GIVEN TASK:
Pull out every line of the listing below, character for character, and omit the pictures.

--- START INFORMATION SHOWN ---

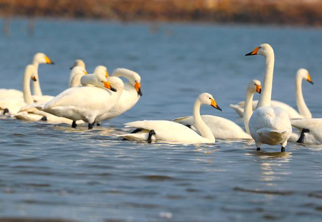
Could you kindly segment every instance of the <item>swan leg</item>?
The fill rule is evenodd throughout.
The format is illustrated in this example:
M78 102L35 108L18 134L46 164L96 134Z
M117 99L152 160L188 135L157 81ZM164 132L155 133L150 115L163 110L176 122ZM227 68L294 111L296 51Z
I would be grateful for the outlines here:
M76 128L77 127L77 124L76 124L75 121L72 121L72 123L71 124L71 127L72 128Z
M305 136L304 132L310 132L310 130L308 129L303 128L302 129L301 131L301 135L300 135L300 137L298 138L296 142L298 142L299 143L303 143L304 137Z
M41 119L40 119L40 121L47 121L47 117L46 116L43 116Z
M149 132L149 136L147 137L147 142L149 143L152 143L152 135L155 135L155 132L153 129L151 129Z
M89 129L93 129L93 127L94 125L94 123L93 122L93 123L89 123Z
M6 115L6 113L9 113L9 110L8 108L6 108L4 110L4 115Z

--- END INFORMATION SHOWN ---

REPLY TO THE TASK:
Could you kindly segment every instance of the <item>swan leg</item>?
The fill rule is evenodd throughout.
The format is illustrated in this example:
M78 102L35 108L18 134L46 164L96 134Z
M117 99L152 160L188 135L157 81ZM164 132L155 133L150 115L163 110L176 122ZM227 68L294 111L296 51Z
I would be grateful for the outlines here:
M76 128L77 127L77 124L76 124L75 121L72 121L72 123L71 124L71 127L72 128Z
M305 136L304 132L310 132L310 130L308 129L303 128L302 129L301 131L301 135L300 135L300 137L298 138L296 142L298 142L299 143L303 143L304 137Z
M41 119L40 119L40 121L47 121L47 117L46 116L43 116Z
M149 132L149 136L147 137L147 142L149 143L152 143L152 135L155 135L155 132L153 129L151 129Z
M89 129L93 129L93 127L94 125L94 123L93 122L93 123L89 123Z
M6 115L6 113L9 113L9 110L8 108L6 108L4 110L4 115Z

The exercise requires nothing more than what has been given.